- REQUIRED WORK:
Swap "process this image" for "look over this picture" in every row below and write the rows out again with nothing else changed. Leave the pictures out.

- MATERIAL PROVIDED:
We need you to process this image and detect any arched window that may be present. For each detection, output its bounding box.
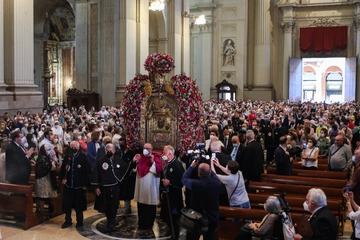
[215,79,237,100]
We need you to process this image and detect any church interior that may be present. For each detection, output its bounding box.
[0,0,360,239]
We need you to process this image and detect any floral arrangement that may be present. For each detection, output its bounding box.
[122,53,204,151]
[144,53,175,74]
[122,74,149,149]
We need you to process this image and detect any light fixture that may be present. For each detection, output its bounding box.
[182,11,206,25]
[149,0,165,11]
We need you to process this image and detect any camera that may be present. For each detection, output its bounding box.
[187,143,210,162]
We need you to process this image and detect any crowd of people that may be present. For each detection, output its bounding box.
[0,100,360,239]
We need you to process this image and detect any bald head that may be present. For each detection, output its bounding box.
[198,163,210,178]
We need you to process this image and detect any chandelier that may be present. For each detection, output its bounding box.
[149,0,165,11]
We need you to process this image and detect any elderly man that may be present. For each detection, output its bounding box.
[329,135,352,171]
[160,145,184,239]
[181,160,221,240]
[91,143,128,232]
[133,143,162,234]
[59,141,91,229]
[294,188,338,240]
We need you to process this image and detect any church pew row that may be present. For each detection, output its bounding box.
[266,167,348,179]
[0,183,43,230]
[216,206,310,240]
[294,162,329,171]
[261,174,347,189]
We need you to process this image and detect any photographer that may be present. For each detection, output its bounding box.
[181,160,221,240]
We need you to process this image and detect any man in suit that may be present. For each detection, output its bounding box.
[5,131,34,185]
[160,145,185,239]
[240,130,264,187]
[274,136,293,175]
[294,188,338,240]
[181,160,221,240]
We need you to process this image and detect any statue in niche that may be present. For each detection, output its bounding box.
[223,39,235,66]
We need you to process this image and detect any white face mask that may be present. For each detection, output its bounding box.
[303,201,310,212]
[143,149,149,156]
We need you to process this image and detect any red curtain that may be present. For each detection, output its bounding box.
[300,26,348,54]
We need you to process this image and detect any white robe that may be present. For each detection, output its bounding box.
[134,162,160,205]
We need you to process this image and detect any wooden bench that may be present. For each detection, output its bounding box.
[266,167,348,179]
[216,206,310,240]
[261,174,347,189]
[0,183,43,230]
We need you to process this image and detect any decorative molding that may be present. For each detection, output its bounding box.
[309,17,340,27]
[221,24,236,33]
[222,7,237,17]
[281,21,296,33]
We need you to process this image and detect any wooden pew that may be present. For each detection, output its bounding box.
[0,183,43,230]
[261,174,347,189]
[266,167,348,179]
[216,206,310,240]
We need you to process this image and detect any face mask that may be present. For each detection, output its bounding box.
[303,201,310,212]
[143,149,149,156]
[106,152,113,158]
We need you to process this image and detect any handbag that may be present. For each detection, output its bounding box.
[179,208,209,235]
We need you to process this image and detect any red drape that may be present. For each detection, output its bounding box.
[300,26,348,54]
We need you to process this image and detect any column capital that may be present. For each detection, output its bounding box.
[281,21,295,33]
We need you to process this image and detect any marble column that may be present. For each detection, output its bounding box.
[166,0,183,77]
[136,0,149,74]
[115,0,138,106]
[73,0,88,91]
[0,0,42,112]
[97,1,118,106]
[354,0,360,102]
[254,0,271,87]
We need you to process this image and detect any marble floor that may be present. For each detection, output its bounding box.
[0,203,352,240]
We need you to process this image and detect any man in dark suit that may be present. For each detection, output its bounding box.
[181,160,221,240]
[294,188,338,240]
[210,141,231,206]
[240,130,264,186]
[274,136,293,175]
[160,145,185,239]
[5,131,34,185]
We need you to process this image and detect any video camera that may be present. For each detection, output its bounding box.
[187,143,210,162]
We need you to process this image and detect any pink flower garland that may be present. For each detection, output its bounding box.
[144,53,175,74]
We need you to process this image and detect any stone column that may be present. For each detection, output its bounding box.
[97,1,118,106]
[278,0,298,99]
[1,0,42,112]
[166,0,183,77]
[115,0,138,106]
[73,0,89,91]
[354,0,360,102]
[254,0,271,87]
[136,0,149,74]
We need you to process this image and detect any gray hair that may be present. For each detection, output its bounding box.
[265,196,281,214]
[246,130,255,140]
[309,188,327,207]
[210,140,221,152]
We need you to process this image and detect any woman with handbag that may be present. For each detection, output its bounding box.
[236,196,281,240]
[211,159,251,208]
[35,144,58,220]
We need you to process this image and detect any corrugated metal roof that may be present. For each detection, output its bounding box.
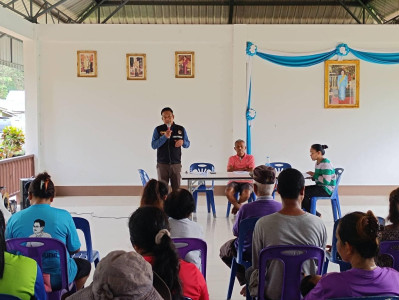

- FULL RESPONSE:
We need you to look over this picture and detect any arched window that may be present. For each detection, output its bounding box.
[215,79,237,100]
We need you to look over this picture and detect any church interior that may be present. For each detection, output its bounding box.
[0,0,360,239]
We need you to look over this picture and detect any floral arrangement that may be present. For each detection, output its bounding box.
[122,53,204,151]
[144,53,175,74]
[122,74,149,149]
We need you to look over this picture and detect any light fixture that may be present. For each detection, output its bounding box.
[182,11,206,25]
[149,0,165,11]
We need you to look over this picture and detect any camera that may be present. For each detection, output its bounding box.
[187,143,210,162]
We need you to look over this picture and detect any crowd of people that may be present. For each detection, output its bounding box.
[0,100,360,239]
We need you to look over this picture and detect any bald head that may be present. For each detection, output its bounding box.
[198,163,210,178]
We need you to look over this picture and detect any chandelier that may be present. For each detection, output its bounding box.
[149,0,165,11]
We need you to look over this picture and detect any elderly man that may be present. For each detection, output its bounding box.
[329,135,352,171]
[160,145,184,239]
[181,160,221,240]
[91,143,128,232]
[133,143,162,234]
[59,141,91,229]
[294,188,338,240]
We need you to look over this picture and detect any church pew row that may be present. For each detection, output its bounding box.
[266,167,348,179]
[0,183,43,230]
[216,206,310,240]
[294,162,329,171]
[261,174,347,189]
We need you to look over this picture and detect any photographer that may be present. For each detection, output its bounding box.
[181,160,221,240]
We need you to look over this picture and detect any man in suit that may be present. For each detection, output its bounding box.
[5,131,34,185]
[160,145,185,239]
[240,130,264,187]
[274,136,293,175]
[294,188,338,240]
[181,160,221,240]
We need you to look over this picture and detect any statue in niche that may be present. For each detection, output its bounding box.
[223,39,235,66]
We need you to look over this picture and detect any white face mask that may be present. For each detection, output its bounding box.
[303,201,310,212]
[143,149,149,156]
We need you to look over this picture and detect any red curtain that may be present. For each detection, output its bounding box.
[300,26,348,54]
We need you to look over this picture and detect any white robe that may be present. For each detection, output its bounding box.
[134,162,160,205]
We need you to look over this picture and detect any wooden bench that may be present. For each detection, output its bounding box.
[266,167,348,179]
[216,206,310,240]
[261,174,347,189]
[0,183,43,230]
We need you to look over this picture and detect any decorative molding that may be present. For each detection, output its bounding box.
[309,17,340,27]
[221,24,236,33]
[222,7,237,17]
[281,21,296,33]
We need you to look over this picture and detect any wooden pew that may be present. For each detection, output its bounding box.
[0,183,43,230]
[261,174,347,189]
[266,167,348,179]
[216,206,310,240]
We need you to look over this picture and detect any face mask that may be present. For each detection, output its bounding box.
[303,201,310,212]
[143,149,149,156]
[106,152,113,158]
We need you to look over this picture and detect any handbag that may be present. For each detection, output its bounding box.
[179,208,209,235]
We need you to look over this picture and detect any red drape that may be present. For each detection, output its bounding box.
[300,26,348,54]
We need you to look over this picture and detect any column capital that may be present. For each detection, output its bounding box.
[281,21,295,33]
We need you to look over this picture and detect any marble column that may be present. For each detection, output its bounding box.
[166,0,183,77]
[136,0,149,74]
[115,0,138,106]
[73,0,88,91]
[0,0,42,112]
[97,1,118,106]
[354,0,360,102]
[254,0,271,87]
We need you to look over this picture and detect any marble floor that may be present. For each detection, output its bounding box.
[0,203,352,240]
We need you to look over this picture and detect any man in dark suit that may be present. For each detection, output its bounding box.
[181,160,221,240]
[294,188,338,240]
[210,141,231,206]
[240,130,264,186]
[274,136,293,175]
[160,145,185,239]
[5,131,34,185]
We need you to look over this picture and detect any video camera that may be present. For each detection, output its bounding box.
[187,143,210,162]
We need you to look over this picture and detect any pink flower garland that may be present. For each detection, output its bounding box.
[144,53,175,74]
We need you to look over this picture and detect any stone column that may be present. For each detection, output its bounding box.
[97,1,118,106]
[278,0,298,99]
[1,0,42,112]
[166,0,183,77]
[115,0,138,106]
[73,0,89,91]
[354,0,360,102]
[254,0,271,87]
[136,0,149,74]
We need you to look over this picture and detect any gray hair that may be present. For each detection, output its bounding box.
[265,196,281,214]
[246,130,255,140]
[309,188,327,207]
[210,140,221,152]
We need you to look over this picture and detect any woman with handbag that may be present. For each detection, output its bounding box.
[236,196,281,240]
[211,159,251,208]
[35,144,58,220]
We need you to look over this picture and detect any corrugated metal roof that may be present. For each detection, output its bounding box.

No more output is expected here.